↓

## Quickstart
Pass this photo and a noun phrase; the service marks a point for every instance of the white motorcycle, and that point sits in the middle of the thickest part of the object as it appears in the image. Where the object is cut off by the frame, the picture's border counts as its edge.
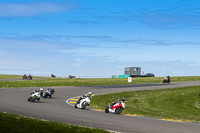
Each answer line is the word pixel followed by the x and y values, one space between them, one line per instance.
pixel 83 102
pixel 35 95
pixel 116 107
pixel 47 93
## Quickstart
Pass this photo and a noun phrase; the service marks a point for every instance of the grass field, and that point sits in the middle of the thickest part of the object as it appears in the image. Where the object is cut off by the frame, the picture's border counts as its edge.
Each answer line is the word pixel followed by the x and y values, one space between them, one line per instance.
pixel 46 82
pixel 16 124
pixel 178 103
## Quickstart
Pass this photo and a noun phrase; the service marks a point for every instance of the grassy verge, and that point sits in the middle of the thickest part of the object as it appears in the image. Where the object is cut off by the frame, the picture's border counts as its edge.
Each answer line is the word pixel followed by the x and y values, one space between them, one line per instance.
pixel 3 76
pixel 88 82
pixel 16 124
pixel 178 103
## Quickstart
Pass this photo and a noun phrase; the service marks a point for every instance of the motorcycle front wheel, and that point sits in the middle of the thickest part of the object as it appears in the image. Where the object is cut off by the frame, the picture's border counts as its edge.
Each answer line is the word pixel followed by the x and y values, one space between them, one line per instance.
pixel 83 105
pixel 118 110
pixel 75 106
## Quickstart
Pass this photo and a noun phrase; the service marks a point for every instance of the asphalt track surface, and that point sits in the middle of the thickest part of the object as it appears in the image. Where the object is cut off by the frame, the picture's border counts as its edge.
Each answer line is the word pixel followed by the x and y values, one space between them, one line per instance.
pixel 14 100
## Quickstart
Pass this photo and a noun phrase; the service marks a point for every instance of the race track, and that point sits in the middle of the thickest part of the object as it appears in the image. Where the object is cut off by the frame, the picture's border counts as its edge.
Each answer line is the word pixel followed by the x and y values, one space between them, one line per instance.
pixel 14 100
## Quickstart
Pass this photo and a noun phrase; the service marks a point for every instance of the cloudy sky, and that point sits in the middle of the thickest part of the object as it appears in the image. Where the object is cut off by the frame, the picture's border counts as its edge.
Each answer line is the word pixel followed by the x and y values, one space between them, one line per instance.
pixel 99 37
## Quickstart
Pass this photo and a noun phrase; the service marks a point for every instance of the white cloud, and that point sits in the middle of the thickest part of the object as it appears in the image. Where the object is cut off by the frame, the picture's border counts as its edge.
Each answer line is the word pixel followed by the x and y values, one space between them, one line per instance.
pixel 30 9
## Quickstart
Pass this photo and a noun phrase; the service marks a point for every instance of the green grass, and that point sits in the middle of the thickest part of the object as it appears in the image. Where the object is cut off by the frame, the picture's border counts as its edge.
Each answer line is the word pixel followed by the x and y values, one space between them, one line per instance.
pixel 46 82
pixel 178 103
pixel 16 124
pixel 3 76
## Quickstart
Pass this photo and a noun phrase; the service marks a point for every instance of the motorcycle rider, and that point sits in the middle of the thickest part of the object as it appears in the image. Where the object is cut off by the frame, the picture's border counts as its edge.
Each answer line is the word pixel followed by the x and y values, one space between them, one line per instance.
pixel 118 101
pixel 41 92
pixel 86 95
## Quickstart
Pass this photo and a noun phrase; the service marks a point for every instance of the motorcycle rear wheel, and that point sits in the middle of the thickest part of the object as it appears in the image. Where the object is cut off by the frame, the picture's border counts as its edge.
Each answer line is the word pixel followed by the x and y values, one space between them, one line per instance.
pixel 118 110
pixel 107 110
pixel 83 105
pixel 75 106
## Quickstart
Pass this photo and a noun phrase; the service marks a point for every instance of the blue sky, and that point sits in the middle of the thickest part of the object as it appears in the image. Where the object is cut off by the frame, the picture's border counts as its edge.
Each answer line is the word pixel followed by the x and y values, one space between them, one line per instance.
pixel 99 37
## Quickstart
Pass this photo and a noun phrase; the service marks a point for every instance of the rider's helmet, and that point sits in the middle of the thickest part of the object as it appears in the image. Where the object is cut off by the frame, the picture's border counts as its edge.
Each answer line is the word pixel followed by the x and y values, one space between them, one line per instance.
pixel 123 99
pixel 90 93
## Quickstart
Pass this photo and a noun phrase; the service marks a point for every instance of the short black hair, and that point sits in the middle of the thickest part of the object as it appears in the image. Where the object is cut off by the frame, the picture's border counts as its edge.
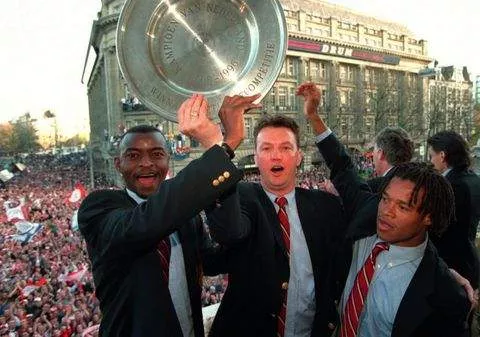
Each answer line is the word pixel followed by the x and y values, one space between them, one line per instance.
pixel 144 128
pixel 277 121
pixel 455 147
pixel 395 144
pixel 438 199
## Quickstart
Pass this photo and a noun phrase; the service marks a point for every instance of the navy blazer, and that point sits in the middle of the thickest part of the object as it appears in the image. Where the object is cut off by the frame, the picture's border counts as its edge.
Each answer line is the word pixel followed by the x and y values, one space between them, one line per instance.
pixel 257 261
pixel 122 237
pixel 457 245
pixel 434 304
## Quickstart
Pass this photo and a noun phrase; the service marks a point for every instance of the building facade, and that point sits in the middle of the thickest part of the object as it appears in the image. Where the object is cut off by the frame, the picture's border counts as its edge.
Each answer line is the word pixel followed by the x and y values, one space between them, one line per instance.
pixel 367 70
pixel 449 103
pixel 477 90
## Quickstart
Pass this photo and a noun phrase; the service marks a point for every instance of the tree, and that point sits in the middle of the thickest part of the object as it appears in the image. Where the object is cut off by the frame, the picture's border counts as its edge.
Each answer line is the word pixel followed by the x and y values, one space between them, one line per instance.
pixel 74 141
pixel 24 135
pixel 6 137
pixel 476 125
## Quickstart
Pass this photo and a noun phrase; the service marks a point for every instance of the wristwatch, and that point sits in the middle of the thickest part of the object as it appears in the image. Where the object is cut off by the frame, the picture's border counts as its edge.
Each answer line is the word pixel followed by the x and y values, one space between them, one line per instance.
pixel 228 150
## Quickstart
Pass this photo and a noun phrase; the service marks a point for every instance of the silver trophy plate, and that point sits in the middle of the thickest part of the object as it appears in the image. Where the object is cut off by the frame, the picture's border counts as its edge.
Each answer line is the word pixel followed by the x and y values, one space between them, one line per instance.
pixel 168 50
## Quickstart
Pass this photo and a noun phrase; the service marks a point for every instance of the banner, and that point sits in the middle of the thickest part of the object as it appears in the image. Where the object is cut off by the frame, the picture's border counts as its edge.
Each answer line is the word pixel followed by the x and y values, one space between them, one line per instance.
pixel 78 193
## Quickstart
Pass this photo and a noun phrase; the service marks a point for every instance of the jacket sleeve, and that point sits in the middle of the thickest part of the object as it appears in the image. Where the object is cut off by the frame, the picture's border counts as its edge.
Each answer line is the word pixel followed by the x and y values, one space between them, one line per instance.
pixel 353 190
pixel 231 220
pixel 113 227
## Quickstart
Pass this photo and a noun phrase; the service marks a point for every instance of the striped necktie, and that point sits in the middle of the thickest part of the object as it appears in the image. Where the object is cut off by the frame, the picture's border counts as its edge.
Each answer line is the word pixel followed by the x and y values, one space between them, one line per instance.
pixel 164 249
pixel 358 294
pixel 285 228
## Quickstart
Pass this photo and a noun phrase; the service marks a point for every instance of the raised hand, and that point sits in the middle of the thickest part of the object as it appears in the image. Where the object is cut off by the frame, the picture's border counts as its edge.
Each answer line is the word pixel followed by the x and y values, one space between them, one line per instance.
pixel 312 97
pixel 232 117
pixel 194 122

↑
↓

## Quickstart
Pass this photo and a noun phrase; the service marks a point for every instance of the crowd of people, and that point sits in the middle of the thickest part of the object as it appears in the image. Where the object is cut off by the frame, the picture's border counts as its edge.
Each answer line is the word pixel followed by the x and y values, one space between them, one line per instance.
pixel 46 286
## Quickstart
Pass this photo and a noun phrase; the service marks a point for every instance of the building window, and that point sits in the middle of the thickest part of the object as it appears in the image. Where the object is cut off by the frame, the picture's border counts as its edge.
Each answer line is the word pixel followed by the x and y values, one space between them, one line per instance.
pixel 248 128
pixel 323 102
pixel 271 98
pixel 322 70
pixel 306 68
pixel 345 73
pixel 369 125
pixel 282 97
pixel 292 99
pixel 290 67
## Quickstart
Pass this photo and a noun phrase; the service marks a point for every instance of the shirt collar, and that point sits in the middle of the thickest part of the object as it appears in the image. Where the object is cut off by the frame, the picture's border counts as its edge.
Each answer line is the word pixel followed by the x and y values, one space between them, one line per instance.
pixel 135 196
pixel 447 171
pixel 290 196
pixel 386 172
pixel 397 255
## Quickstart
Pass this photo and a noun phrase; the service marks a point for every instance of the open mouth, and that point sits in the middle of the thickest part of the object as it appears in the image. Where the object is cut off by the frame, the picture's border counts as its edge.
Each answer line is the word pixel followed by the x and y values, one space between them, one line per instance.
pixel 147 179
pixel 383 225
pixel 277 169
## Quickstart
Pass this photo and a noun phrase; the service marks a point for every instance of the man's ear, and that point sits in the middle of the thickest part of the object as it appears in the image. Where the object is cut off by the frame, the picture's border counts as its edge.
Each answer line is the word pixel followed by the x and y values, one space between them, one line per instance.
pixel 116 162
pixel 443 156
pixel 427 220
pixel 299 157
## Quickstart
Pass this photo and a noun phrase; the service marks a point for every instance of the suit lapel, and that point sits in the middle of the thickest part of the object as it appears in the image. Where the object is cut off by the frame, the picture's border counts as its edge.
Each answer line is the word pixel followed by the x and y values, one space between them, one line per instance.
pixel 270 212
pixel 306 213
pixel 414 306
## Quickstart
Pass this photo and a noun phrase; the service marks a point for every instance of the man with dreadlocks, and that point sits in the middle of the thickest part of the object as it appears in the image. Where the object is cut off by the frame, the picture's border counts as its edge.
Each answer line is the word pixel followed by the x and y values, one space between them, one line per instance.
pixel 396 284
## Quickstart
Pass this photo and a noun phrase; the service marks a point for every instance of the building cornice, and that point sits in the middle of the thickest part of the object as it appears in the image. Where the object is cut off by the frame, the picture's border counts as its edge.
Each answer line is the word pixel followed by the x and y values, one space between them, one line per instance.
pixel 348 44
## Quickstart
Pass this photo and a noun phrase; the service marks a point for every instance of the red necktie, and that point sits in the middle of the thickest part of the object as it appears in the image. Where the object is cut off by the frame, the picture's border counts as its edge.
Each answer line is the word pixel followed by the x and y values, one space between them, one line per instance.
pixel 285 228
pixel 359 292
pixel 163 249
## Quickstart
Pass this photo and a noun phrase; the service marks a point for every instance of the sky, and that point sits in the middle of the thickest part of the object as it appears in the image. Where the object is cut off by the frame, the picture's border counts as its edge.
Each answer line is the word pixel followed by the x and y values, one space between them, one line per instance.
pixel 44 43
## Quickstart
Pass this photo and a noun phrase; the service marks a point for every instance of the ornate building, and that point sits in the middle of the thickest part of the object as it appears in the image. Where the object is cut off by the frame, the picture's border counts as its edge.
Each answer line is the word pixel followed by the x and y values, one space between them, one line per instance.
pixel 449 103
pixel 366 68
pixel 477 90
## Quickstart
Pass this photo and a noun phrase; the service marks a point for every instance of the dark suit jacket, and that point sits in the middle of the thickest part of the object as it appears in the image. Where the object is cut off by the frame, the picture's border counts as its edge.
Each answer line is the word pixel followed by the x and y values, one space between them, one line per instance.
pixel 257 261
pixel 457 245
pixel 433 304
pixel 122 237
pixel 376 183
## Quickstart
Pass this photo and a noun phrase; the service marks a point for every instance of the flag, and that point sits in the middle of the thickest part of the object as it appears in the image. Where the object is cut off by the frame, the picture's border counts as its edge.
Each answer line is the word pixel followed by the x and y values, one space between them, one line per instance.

↑

Problem description: Locate every line in the rows above, in both blocks, that contains the string "wristwatch", and copy each of those lines in full.

Solution for this problem:
Pass this photo and a noun phrase; the service marks a point for every instance of the wristwatch, and that point sits in the middle of the thickest part of the object as it appears in the image. Where the object is cut off by the frame, the picture's border counts as its edge.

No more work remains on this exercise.